(Prompt): Return each entry unchanged.

(Material for the task):
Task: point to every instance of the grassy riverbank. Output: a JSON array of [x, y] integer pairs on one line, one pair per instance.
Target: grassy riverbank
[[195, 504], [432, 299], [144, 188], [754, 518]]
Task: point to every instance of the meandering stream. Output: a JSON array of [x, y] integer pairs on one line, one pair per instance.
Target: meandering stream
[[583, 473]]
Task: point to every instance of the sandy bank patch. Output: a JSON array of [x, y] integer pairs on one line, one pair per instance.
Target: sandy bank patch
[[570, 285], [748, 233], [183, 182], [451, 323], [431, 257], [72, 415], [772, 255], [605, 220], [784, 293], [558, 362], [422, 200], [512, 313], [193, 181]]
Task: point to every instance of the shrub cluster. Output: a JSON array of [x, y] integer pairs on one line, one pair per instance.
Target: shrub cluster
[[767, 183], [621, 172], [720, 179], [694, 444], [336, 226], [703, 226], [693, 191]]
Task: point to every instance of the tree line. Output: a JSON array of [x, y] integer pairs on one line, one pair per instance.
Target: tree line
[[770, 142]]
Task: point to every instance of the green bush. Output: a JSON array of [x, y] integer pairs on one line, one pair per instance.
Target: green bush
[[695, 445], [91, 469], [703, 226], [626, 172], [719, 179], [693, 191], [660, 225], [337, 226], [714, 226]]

(Response for this exercise):
Task: point to every instance of the grassy riverbank. Output: a JSON array of [x, y] integer pairs on one line, one pair per instance.
Target: grassy riverbank
[[195, 504], [432, 299], [144, 188], [754, 518]]
Task: point to every instance of the meandering stream. Output: a JSON array of [x, y] integer pairs on one line, one pair per instance.
Target: meandering stream
[[583, 473]]
Task: point to every instance of the sandy bank patch. Output: a JSON array of [x, y] integer pairs on one line, one pair per instance.
Target: sandy bank patch
[[570, 285], [748, 233], [183, 182], [451, 323], [431, 257], [72, 415], [772, 255], [605, 220], [784, 293], [558, 362], [422, 200], [512, 313], [193, 181]]
Task: point to every instance of the shrub cluster. Output: a JSON array of [x, y] integer pairs on one line, one pair per instance.
Target: shrub cluster
[[767, 183], [621, 172], [720, 179], [694, 444], [336, 226], [703, 226], [693, 191]]
Task: point to every instance of the tree line. Output: a JSON array of [x, y] integer pairs on one line, one pair per instance.
Target: tree line
[[770, 142]]
Task: point to every instance of the green bush. Output: a JSON array of [x, y] integer pairs on one line, one pair per instance.
Target: green bush
[[695, 445], [91, 469], [703, 226], [626, 172], [719, 179], [693, 191], [660, 225], [337, 226], [714, 226]]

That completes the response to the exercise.